Reproduce the forum thread word for word between "I agree with" and "the nasty bits?", inclusive.

> _Supplied text_
(begin)
Not funny enough to get by some good moderators evidently. Someone did not read their posting guidlines. We have lost a lot of OPs,that need our help, because of rudeness. OP has a plateful and doesn't need posters treating him like crap. I know threads can get frustrating, but even though they might not follow the best advice, its their battle they are fighting.

In any event two people have been banned for rudeness.


----------



## YPbPr

It's OK. Some of those posts were funny. I'm not worried about it. So... Not sure where we left off but W returned from long weekend with the same old song and dance only to return to her ambivalence after a day or two. We saw a new MC but W continues to be in one day and out the next. I served her the D papers before the weekend. She's moved out to stay with friends. She says she's taking the poly on her own tho. Weird. She also keeps asking if the D is for real. It is. FWIW, I'm not exposing OM, W, or SIL right now. Those are bargaining chips for D proceedings.


----------



## warlock07

> She says she's taking the poly on her own tho. Weird.



Sorry but :rofl::rofl::rofl:. Now she is delusional? 

So you have no hopes for R, right?


----------



## iheartlife

So my bet is that she takes her own poly, then runs around with the "winning" results like that husband of another forum member.

Thanks for being brave enough to check back in!


----------



## Acabado

> She also keeps asking if the D is for real.


 Make it totally real. Don't reach out. At All. Let her be the one to call. Also MC is a total waste IMO in this circunstances. Tell her she's all words nad you are movin on and let it at that. Period.
In case she's going to the marital house make sure she doesn't see anything wich resembles the ''couples time'' (pictures, etc) and put her stuff in trash bags. Make it your home.


----------



## Jibril

YPbPr said:


> It's OK. Some of those posts were funny. I'm not worried about it. So... Not sure where we left off but W returned from long weekend with the same old song and dance only to return to her ambivalence after a day or two. We saw a new MC but W continues to be in one day and out the next. I served her the D papers before the weekend. She's moved out to stay with friends. She says she's taking the poly on her own tho. Weird. She also keeps asking if the D is for real. It is. *FWIW, I'm not exposing OM, W, or SIL right now. Those are bargaining chips for D proceedings*.


Bargaining chips? I don't quite see it. Aside from blackmail, I don't understand why you would keep this to yourself. I understand that you might want to steer clear of the sister-in-law mess (though I really think you should tell the poor guy), but how does _not_ exposing the affair help you in any way?


----------



## Thruhellandback

Jibril said:


> Bargaining chips? I don't quite see it. Aside from blackmail, I don't understand why you would keep this to yourself. I understand that you might want to steer clear of the sister-in-law mess (though I really think you should tell the poor guy), but how does _not_ exposing the affair help you in any way?


I agree with jibril. What's the point? Either it's over and you divorce, in which case, you don't need to get nasty just bring the facts. Or you both want in and that especially means you have to leave the nastyness at the door. In Canada, it's a no fault divorce....so nastyness is conterproductive and slows down the process. Why would you want to prolong the divorce process? Are you gonna be able to get a better settlement if you can show that she's had an affair? If that's the case, I guess you have to ask yourself if the extra money at the end of the day will be worth all the emotional stress...and of that extra cash how much of it will go to the lawyer because it took longer to settle because you threw in all the nasty bits?
(end)
> _Dataset content_
(begin)
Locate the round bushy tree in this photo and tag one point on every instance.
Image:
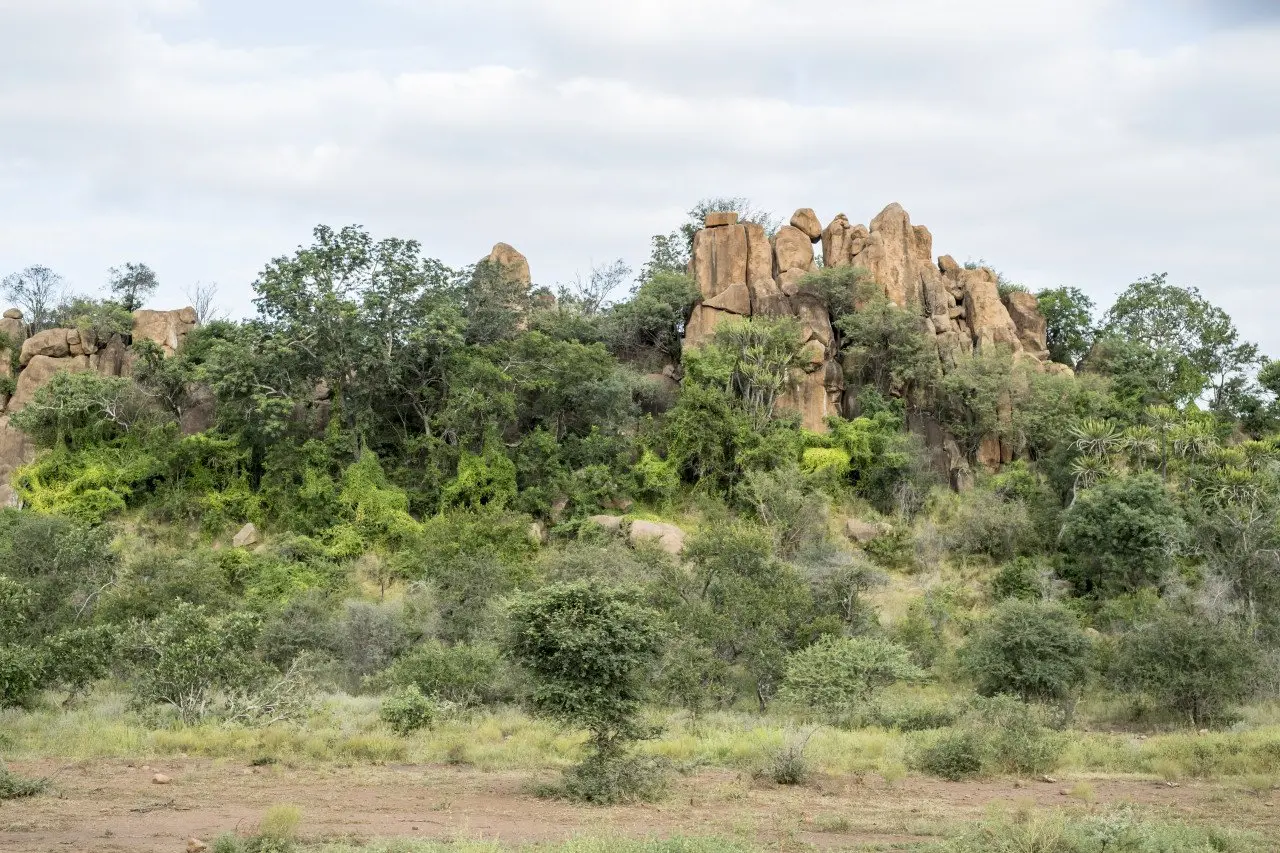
(end)
> _Completed exercise_
I agree with jibril. What's the point? Either it's over and you divorce, in which case, you don't need to get nasty just bring the facts. Or you both want in and that especially means you have to leave the nastyness at the door. In Canada, it's a no fault divorce....so nastyness is conterproductive and slows down the process. Why would you want to prolong the divorce process? Are you gonna be able to get a better settlement if you can show that she's had an affair? If that's the case, I guess you have to ask yourself if the extra money at the end of the day will be worth all the emotional stress...and of that extra cash how much of it will go to the lawyer because it took longer to settle because you threw in all the nasty bits?